§ What you need to do
1 – Print the portion of the text on pausing philanthropy to go inward, everything from "I imagine our pause" down to "been up to.".
2 – Return every line of the listing that holds the string "holder".

§ Text segment
- - - -
POSTED ON JUNE 5, 2019

[Español abajo]

Lindsay sitting still and going inward

By Lindsay Majer (Bio below)

I imagine our pause for the cause has looked like an eleven-month vacation. We did not welcome a new cohort of Fellows. We haven’t hosted lunch and learns or community forums. We haven’t produced widgets. Though our grantmaking has continued and we recently announced several pilot programs, some of you may have wondered what we’ve been up to.

I can attest that we’ve been hard at work. We have been looking inward naming our privilege, looking power in the face, unlearning internalized beliefs, and resisting practices entrenched in white supremacy with patience, compassion and care for each other. It’s ongoing work that requires emotional labor and continual reflection. Here, I share with you part of my processing:

Going Inward

When we are in constant motion reacting to the immediate needs in front of us, it’s difficult to identify the systems and structures in place that perpetuate oppression. This pause has made us sloooow down and sit still in who we are, where we come from, what we value, and what we believe to be true.

I hold a lot of privilege and power as a straight, cisgender, abled, 38 year-old, formally-educated white female.  White culture reinforces the idea that people who look like me have the answers, but the truth is, I don’t know what I haven’t experienced. And I have a responsibility to listen and learn from others’ experiences, hold space without being in the center of it, and amplify the voices of those whom society places in the margins.

Similarly, as AMKRF goes inward, we are identifying the power we hold as a funder. We are learning how the systems of philanthropy are oppressive, conspire to keep the status quo, and maintain power over. These systems are inconsistent with our values. Informed by the community listening project and guided by our trusted advisors, this pause has allowed us to think creatively about how to do philanthropy differently.

Relationships Are It

Over the past few months, AMKRF staff have spent a lot of time sharing stories about the places we’ve lived, the people who shaped us, and the experiences that have influenced our perspective. Sharing these personal stories felt revealing and vulnerable at times, but hearing and sharing these perspectives connected us on a human level. Getting to know each other in this way brought a new level of respect and trust.

With that trust, we started to examine the culture of our organization. What power does each of us hold? How does this inform our decisions? How does white supremacy show up in our organization? Knowing where each of us was coming from was helpful when having difficult conversations and identifying tensions within our organizational culture. When tensions arise, and they do, we trust they come from a place of deep caring.
- - - -
[Collected data entries]
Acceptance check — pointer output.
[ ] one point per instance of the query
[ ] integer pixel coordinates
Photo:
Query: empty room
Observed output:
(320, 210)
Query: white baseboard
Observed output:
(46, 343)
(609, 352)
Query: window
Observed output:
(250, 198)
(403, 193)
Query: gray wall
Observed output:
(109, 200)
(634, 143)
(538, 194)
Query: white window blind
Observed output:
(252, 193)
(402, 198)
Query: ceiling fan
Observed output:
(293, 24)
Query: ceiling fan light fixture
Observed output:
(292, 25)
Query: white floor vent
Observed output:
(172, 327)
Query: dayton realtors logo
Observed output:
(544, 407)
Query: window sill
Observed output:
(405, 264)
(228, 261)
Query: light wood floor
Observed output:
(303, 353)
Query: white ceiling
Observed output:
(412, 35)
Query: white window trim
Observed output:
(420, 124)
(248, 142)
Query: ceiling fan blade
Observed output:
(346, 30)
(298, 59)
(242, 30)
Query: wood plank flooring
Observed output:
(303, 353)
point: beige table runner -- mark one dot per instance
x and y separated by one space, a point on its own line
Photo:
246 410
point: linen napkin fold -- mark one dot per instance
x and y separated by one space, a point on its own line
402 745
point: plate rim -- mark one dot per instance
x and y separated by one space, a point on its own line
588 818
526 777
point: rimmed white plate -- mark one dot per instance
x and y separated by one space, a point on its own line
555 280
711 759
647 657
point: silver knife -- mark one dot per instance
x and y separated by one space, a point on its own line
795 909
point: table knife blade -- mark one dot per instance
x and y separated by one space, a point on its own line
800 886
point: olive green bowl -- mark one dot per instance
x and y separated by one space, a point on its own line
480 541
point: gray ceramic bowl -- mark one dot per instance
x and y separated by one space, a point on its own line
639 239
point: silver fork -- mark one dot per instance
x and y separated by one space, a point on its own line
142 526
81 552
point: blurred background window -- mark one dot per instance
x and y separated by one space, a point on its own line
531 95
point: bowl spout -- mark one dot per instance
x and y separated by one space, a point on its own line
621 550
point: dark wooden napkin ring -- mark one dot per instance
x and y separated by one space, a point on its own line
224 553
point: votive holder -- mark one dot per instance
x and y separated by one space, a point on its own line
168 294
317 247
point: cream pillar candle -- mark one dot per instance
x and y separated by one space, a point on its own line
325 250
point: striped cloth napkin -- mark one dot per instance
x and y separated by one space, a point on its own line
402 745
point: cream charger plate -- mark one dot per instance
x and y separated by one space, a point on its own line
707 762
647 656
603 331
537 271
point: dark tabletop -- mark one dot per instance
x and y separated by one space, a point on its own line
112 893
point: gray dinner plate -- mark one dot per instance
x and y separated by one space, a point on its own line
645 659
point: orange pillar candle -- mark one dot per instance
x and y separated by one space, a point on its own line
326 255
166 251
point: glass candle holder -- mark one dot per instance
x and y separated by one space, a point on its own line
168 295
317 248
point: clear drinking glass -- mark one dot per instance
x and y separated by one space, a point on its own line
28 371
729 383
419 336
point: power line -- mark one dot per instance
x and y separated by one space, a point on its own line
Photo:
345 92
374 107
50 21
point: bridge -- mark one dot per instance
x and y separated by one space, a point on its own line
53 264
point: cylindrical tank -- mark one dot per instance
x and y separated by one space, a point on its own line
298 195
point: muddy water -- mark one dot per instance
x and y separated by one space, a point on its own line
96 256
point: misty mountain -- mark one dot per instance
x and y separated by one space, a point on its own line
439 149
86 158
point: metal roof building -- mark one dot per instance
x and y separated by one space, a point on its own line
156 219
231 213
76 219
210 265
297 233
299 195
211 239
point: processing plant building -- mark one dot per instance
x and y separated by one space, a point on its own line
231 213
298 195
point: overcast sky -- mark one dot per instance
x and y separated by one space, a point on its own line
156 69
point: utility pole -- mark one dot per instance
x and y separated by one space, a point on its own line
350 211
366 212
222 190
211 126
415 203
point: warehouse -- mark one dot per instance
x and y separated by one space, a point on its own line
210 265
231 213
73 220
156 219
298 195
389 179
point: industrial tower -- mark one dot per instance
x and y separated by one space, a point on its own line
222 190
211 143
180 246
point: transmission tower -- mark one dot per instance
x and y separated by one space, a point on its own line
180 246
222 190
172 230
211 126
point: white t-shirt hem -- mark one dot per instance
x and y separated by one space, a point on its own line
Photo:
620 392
- - - -
§ Answers provided
1 –
I imagine our pause for the cause has looked like an eleven-month vacation. We did not welcome a new cohort of Fellows. We haven’t hosted lunch and learns or community forums. We haven’t produced widgets. Though our grantmaking has continued and we recently announced several pilot programs, some of you may have wondered what we’ve been up to.

2 –
point: votive holder -- mark one dot per instance
point: glass candle holder -- mark one dot per instance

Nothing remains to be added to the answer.